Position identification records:
......

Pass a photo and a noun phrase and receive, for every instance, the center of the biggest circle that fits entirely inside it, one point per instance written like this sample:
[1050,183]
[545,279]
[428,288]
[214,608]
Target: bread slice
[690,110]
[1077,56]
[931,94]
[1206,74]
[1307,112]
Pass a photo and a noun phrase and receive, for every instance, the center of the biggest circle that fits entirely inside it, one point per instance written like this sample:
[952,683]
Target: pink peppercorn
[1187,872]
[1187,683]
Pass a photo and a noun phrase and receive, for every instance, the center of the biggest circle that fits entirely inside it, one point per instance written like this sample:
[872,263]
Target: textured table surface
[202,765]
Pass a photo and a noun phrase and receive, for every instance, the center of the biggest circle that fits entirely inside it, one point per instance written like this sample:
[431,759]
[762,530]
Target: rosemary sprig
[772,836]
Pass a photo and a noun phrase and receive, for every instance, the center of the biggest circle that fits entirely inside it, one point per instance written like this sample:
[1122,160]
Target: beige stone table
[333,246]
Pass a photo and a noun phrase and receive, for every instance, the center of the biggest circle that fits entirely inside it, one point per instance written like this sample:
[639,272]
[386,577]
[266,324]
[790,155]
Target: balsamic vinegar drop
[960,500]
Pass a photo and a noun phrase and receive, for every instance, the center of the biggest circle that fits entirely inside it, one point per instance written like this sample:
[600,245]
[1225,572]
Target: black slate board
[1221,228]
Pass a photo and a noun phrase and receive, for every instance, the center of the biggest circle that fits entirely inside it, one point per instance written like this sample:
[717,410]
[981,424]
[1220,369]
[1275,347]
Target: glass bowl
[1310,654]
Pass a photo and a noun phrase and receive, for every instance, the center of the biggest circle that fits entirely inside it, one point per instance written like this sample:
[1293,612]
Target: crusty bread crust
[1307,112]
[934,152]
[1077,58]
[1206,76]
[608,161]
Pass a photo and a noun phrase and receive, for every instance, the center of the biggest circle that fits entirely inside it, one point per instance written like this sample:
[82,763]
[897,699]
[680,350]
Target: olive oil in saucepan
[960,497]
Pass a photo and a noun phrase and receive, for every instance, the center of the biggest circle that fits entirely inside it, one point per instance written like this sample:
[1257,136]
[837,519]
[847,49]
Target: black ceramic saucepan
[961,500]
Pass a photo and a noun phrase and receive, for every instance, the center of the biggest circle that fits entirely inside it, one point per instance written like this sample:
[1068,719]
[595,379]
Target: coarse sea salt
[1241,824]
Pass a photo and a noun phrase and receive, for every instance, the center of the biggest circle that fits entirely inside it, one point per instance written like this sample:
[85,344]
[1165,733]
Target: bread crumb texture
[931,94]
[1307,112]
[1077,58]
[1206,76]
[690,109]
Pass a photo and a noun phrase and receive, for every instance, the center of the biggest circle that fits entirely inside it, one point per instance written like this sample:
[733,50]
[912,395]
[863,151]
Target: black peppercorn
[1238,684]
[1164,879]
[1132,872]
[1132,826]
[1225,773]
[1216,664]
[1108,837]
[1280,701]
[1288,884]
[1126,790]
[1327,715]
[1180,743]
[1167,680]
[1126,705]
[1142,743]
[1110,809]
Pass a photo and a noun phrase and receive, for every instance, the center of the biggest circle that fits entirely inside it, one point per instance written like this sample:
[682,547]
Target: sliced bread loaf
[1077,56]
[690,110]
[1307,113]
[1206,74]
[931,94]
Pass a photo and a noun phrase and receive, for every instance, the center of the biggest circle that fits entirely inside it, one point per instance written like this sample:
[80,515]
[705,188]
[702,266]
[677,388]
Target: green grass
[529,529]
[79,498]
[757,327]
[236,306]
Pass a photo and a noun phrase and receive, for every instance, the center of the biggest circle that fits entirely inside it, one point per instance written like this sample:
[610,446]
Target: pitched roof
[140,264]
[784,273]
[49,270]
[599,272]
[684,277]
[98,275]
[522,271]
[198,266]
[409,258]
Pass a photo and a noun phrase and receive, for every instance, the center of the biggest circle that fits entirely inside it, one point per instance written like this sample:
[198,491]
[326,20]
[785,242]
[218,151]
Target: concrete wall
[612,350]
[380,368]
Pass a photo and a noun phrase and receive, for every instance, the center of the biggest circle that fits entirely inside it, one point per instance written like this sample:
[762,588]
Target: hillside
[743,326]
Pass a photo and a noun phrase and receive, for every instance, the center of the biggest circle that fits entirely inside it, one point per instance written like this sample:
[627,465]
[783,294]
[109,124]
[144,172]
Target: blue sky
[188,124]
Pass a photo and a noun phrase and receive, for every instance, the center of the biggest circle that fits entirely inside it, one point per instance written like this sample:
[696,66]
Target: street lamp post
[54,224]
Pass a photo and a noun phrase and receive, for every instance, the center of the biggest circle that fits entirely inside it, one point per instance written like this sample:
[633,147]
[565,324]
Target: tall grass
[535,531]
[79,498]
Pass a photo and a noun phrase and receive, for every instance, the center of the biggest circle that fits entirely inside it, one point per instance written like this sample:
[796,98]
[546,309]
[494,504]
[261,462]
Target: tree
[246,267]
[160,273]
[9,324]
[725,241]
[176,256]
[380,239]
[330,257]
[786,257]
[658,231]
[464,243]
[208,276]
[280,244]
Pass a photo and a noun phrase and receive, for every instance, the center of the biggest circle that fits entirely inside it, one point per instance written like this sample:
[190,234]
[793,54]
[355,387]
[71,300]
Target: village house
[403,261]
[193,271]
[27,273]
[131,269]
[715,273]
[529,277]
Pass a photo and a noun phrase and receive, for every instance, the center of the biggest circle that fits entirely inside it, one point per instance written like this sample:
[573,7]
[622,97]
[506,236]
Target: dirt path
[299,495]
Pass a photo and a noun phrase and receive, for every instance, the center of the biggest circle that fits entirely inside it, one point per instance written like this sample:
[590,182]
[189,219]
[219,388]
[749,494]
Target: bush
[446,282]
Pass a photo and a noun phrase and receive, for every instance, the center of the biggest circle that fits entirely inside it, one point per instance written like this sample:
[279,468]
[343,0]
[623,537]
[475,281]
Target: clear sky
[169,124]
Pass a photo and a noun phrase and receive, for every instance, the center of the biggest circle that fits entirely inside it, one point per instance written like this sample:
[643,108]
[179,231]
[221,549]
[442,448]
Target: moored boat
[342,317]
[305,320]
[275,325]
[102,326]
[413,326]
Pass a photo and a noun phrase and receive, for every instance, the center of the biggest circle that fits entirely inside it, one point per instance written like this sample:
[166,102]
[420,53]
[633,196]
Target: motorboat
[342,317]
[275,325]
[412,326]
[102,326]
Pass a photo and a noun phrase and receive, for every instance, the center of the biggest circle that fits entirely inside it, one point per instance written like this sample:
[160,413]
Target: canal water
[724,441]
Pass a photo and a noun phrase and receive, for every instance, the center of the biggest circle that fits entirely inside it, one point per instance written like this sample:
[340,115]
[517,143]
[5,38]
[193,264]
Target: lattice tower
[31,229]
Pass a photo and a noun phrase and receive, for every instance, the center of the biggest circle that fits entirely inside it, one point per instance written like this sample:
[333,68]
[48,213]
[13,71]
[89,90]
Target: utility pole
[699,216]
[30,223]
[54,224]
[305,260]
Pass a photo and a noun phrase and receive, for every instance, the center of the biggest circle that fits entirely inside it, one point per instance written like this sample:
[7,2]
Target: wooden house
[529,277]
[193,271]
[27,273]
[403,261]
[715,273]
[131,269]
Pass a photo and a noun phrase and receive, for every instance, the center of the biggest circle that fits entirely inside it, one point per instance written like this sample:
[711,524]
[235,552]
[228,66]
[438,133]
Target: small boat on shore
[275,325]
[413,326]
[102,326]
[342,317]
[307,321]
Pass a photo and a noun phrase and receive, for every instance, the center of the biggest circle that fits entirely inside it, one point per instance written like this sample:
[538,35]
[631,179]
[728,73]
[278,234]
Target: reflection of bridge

......

> [Aim]:
Repeat every entry word for word.

> [Result for this exercise]:
Pass a photo and a noun phrase and receive, for every instance, the center of the biggest circle that fits entirely inside it, one point per instance written like this sample:
[1050,183]
[545,279]
[428,288]
[214,608]
Target: bread slice
[690,110]
[1077,56]
[931,94]
[1206,74]
[1307,112]
Pass a photo and a noun phrase and receive, for every instance, the center of the biggest circle that fits entirely inside it, one point per instance written like this sample:
[952,683]
Target: pink peppercorn
[1187,872]
[1187,683]
Pass a photo and a noun phrase and receive, for every instance, the center of the biggest circle that fits entirely inside it, one point per instance written like this sample:
[872,263]
Target: textured table surface
[202,765]
Pass a photo and a noun phrase and receive, for every instance, the center of the biggest circle that fits entirely inside it, one point per instance written like this sample:
[431,759]
[762,530]
Target: rosemary sprig
[772,836]
Pass a photo and a noun phrase and receive, for every instance, the center of the biggest circle that fits entirely inside it, one point per instance written like this sample:
[1122,160]
Target: beige stone table
[333,246]
Pass a photo and a noun phrase and receive, for every instance, the center of the biggest circle that fits entirely inside it, one point per instance written like this sample:
[639,272]
[386,577]
[266,324]
[790,155]
Target: balsamic vinegar drop
[960,500]
Pass a photo and a noun phrase and receive, for every instance, the center of the biggest circle that fits entirely inside it, one point per instance written like this sample:
[600,245]
[1225,572]
Target: black slate board
[1221,228]
Pass a photo and a noun phrase and receive, for every instance, the center of the biggest circle that fits entirely inside it, one point per instance written like this sample:
[717,410]
[981,424]
[1220,369]
[1275,347]
Target: glass bowl
[1310,654]
Pass a photo and a noun phrase and receive, for every instance, the center of the biggest circle that fits entirely inside it, one point per instance written like this sample:
[1293,612]
Target: crusty bread crust
[1307,112]
[934,152]
[1077,58]
[1206,76]
[608,161]
Pass a photo and a noun phrase and receive, for every instance, the center of the biggest circle that fits entirely inside it, one point per instance written like this sample:
[82,763]
[897,699]
[680,350]
Target: olive oil in saucepan
[960,497]
Pass a photo and a noun phrase and receive, for every instance, the center of the biggest circle that fits entirely inside it, one point per instance written like this sample:
[1257,136]
[837,519]
[847,49]
Target: black ceramic saucepan
[961,500]
Pass a photo and a noun phrase and receive, for every instance, the center of the biggest circle that fits entirely inside it, one point per instance written like this sample:
[1068,719]
[595,379]
Target: coarse sea salt
[1241,824]
Pass a photo and a noun phrase and receive, for every instance, the center of the biggest circle that fits entirely inside it, one point per instance written like this sample:
[85,344]
[1165,733]
Target: bread crumb texture
[931,94]
[1307,112]
[1077,58]
[1206,76]
[690,109]
Pass a photo and a noun phrase and receive, for every instance, the center of the biggest circle that fits entirely inside it, one point per instance written like this sample:
[733,50]
[912,395]
[863,151]
Target: black peppercorn
[1238,684]
[1164,879]
[1132,872]
[1132,826]
[1225,773]
[1216,664]
[1108,837]
[1280,701]
[1288,884]
[1126,790]
[1327,715]
[1180,743]
[1167,680]
[1126,705]
[1142,743]
[1110,809]
Pass a photo and a noun phrase and receive, for every instance, the center of the biggest circle that fits entirely inside it, one point per instance written like this sample:
[682,547]
Target: sliced bread loaf
[1077,56]
[690,110]
[1307,113]
[1206,74]
[931,94]
Pass a photo and a noun phrase and receive, for every instance, the center of the biggest circle that fits entirely inside it, one point per instance written like this sample:
[80,515]
[705,188]
[702,266]
[677,388]
Target: green grass
[529,529]
[79,498]
[757,327]
[236,306]
Pass a photo and a noun phrase and receive, for every instance, the center of the biggest circle that fits entirely inside it, one point per instance written like this sample:
[610,446]
Target: pitched roof
[140,264]
[784,273]
[49,270]
[599,272]
[684,277]
[98,275]
[522,271]
[198,266]
[409,258]
Pass a photo and a noun phrase and receive, for every instance, the center of the biggest circle that fits entirely inside it, one point per instance written like this sample:
[198,491]
[326,20]
[785,242]
[218,151]
Target: concrete wall
[612,350]
[380,368]
Pass a photo and a noun phrase and receive, for every instance, the center of the biggest circle that fits entirely inside it, one point per instance written like this sample:
[762,588]
Target: hillside
[743,326]
Pass a photo and a noun phrase and receive, for every instance, the center of the biggest circle that fits entirely inside it, one point per instance written like this sample:
[627,465]
[783,294]
[109,124]
[144,172]
Target: blue sky
[188,124]
Pass a photo and a noun phrase and receive, for every instance, the center of the biggest circle that fits entirely inside it, one point per instance written like this sample:
[696,66]
Target: street lamp post
[54,224]
Pass a photo and a noun phrase and receive, for every instance, the center of the biggest circle that fits entirely inside it, one point per instance written like this sample:
[633,147]
[565,324]
Target: tall grass
[535,531]
[79,498]
Pass a photo and a noun phrase and receive, for every instance, the center of the biggest circle that fits entirely inside it, one point per instance written like this sample:
[796,98]
[546,309]
[494,504]
[261,462]
Target: tree
[246,267]
[160,273]
[9,324]
[725,241]
[176,256]
[380,239]
[330,257]
[786,257]
[658,231]
[464,243]
[208,276]
[280,244]
Pass a photo and a noun phrase and receive, for every instance, the center of the biggest circle that fits entirely inside it, one point per instance written like this sample:
[190,234]
[793,54]
[355,387]
[71,300]
Target: village house
[403,261]
[193,271]
[27,273]
[131,269]
[715,273]
[529,277]
Pass a photo and a noun phrase and receive, for every instance, the center of the biggest circle that fits entirely inside it, one point per instance written like this sample:
[573,7]
[622,97]
[506,236]
Target: dirt path
[299,495]
Pass a photo and a noun phrase and receive, for every instance, the center of the biggest circle that fits entirely inside it, one point per instance written like this sample:
[590,182]
[189,219]
[219,388]
[749,494]
Target: bush
[446,282]
Pass a photo and a noun phrase and receive, for every instance, the center of the biggest circle that fits entirely inside it, one point per instance written like this sample:
[279,468]
[343,0]
[623,537]
[475,281]
Target: clear sky
[169,124]
Pass a photo and a noun phrase and receive, for every instance, the center of the biggest circle that fits entirely inside it, one point per instance written like this sample:
[643,108]
[179,231]
[221,549]
[442,448]
Target: moored boat
[342,317]
[305,320]
[275,325]
[102,326]
[413,326]
Pass a photo and a noun phrase and receive, for every instance, the center of the biggest circle that fits entirely inside it, one point per instance written like this sample:
[166,102]
[420,53]
[633,196]
Target: motorboat
[342,317]
[275,325]
[412,326]
[102,326]
Pass a photo and a noun phrase and receive, for every instance, the center of the biggest circle that fits entirely inside it, one point per instance written like this sample:
[160,413]
Target: canal water
[724,441]
Pass a photo and a noun phrase and receive, for every instance, the center of the biggest circle that fits entirely inside it, one point per instance written like this sample:
[340,115]
[517,143]
[5,38]
[193,264]
Target: lattice tower
[31,229]
Pass a photo and a noun phrase and receive, for every instance, the center of the biggest circle that fits entirely inside it, one point per instance written like this sample:
[333,68]
[48,213]
[13,71]
[89,90]
Target: utility pole
[699,216]
[30,223]
[54,224]
[305,260]
Pass a photo and a noun phrase and receive, for every instance, the center of the biggest circle that fits entirely inside it, one point per instance written like this sample:
[7,2]
Target: wooden house
[529,277]
[193,271]
[27,273]
[403,261]
[715,273]
[131,269]
Pass a photo and a noun phrase and receive, for every instance, the center of the biggest circle that fits entirely inside it, one point per instance written like this sample:
[711,524]
[235,552]
[228,66]
[438,133]
Target: small boat on shore
[275,325]
[413,326]
[102,326]
[342,317]
[307,321]
Pass a photo and a noun phrase and receive, for every instance, the center of the biggest circle that fits entirely inside it, one point per instance written like this sample:
[538,35]
[631,179]
[728,73]
[278,234]
Target: reflection of bridge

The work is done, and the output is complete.